Dataset entries
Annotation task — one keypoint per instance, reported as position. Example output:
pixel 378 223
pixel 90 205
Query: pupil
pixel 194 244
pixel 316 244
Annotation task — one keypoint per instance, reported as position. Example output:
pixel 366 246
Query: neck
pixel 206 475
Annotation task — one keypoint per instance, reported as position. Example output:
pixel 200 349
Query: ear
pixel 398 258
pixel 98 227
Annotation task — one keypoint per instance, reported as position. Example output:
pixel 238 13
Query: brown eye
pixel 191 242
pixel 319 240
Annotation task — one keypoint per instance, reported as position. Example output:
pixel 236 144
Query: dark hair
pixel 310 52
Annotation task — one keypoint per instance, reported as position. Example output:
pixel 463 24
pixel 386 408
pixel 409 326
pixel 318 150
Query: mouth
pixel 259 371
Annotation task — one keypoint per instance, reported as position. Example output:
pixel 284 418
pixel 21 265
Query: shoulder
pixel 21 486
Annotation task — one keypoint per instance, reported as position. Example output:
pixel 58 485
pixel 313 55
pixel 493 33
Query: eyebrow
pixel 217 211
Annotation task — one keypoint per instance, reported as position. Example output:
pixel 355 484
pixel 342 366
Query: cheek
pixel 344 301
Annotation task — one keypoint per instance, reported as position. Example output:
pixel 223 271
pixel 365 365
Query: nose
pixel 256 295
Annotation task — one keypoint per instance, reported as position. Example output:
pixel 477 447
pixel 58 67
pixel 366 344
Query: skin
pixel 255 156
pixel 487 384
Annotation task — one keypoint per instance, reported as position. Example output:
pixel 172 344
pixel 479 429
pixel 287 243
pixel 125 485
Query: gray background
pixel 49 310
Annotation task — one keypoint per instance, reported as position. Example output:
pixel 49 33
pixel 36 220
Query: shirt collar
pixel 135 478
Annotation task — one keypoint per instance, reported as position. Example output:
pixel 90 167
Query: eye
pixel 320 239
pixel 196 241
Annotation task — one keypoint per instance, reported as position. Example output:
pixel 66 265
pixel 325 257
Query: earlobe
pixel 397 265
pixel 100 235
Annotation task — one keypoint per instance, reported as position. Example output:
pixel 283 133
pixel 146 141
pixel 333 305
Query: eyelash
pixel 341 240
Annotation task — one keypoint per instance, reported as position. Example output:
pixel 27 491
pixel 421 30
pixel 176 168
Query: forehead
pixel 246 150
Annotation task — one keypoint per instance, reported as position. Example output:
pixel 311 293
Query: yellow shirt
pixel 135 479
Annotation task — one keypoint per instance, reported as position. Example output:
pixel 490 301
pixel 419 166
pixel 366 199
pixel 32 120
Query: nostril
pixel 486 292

SET PROBLEM. Reproduce the records word for word.

FINISHED ANSWER.
Annotation task — one keypoint per instance, reported as position. Example output:
pixel 378 223
pixel 90 205
Query: pupil
pixel 194 244
pixel 316 244
Annotation task — one keypoint per instance, reported as position. Example output:
pixel 366 246
Query: neck
pixel 206 475
Annotation task — one keypoint per instance, reported as position. Example output:
pixel 200 349
Query: ear
pixel 398 258
pixel 98 227
Annotation task — one keypoint per instance, reported as position. Example output:
pixel 238 13
Query: brown eye
pixel 191 242
pixel 319 240
Annotation task — one keypoint per instance, reported as position. Example output:
pixel 236 144
Query: dark hair
pixel 310 52
Annotation task — one keypoint per instance, reported as position. Example output:
pixel 463 24
pixel 386 408
pixel 409 326
pixel 318 150
Query: mouth
pixel 259 371
Annotation task — one keypoint per instance, reported as position. Example output:
pixel 284 418
pixel 21 265
Query: shoulder
pixel 21 486
Annotation task — one keypoint per instance, reported as position. Example output:
pixel 58 485
pixel 313 55
pixel 493 33
Query: eyebrow
pixel 217 211
Annotation task — one keypoint per instance, reported as position. Example output:
pixel 355 484
pixel 342 366
Query: cheek
pixel 344 301
Annotation task — one keypoint per instance, reported as position. Example output:
pixel 223 271
pixel 365 365
Query: nose
pixel 256 295
Annotation task — one keypoint per instance, reported as position. Example output:
pixel 477 447
pixel 58 67
pixel 366 344
Query: skin
pixel 255 156
pixel 487 384
Annotation task — one keypoint per instance, reported as position. Example output:
pixel 172 344
pixel 479 429
pixel 287 243
pixel 125 485
Query: gray background
pixel 49 310
Annotation task — one keypoint per instance, reported as position. Example output:
pixel 49 33
pixel 36 220
Query: shirt collar
pixel 135 478
Annotation task — one keypoint per instance, reported as position. Example output:
pixel 90 167
Query: eye
pixel 320 239
pixel 196 241
Annotation task — one keypoint per instance, reported as position. Example output:
pixel 66 265
pixel 325 257
Query: earlobe
pixel 397 265
pixel 100 235
Annotation task — one keypoint per instance, reported as position. Example output:
pixel 283 133
pixel 146 141
pixel 333 305
Query: eyelash
pixel 341 240
Annotation task — one keypoint per instance, reported as position. Example output:
pixel 27 491
pixel 421 30
pixel 176 168
Query: forehead
pixel 246 150
Annotation task — one keypoint per instance, reported as position. Example output:
pixel 311 293
Query: yellow shirt
pixel 135 479
Annotation task — one keypoint per instance, reported as position. Example output:
pixel 490 301
pixel 419 166
pixel 366 199
pixel 32 120
Query: nostril
pixel 486 292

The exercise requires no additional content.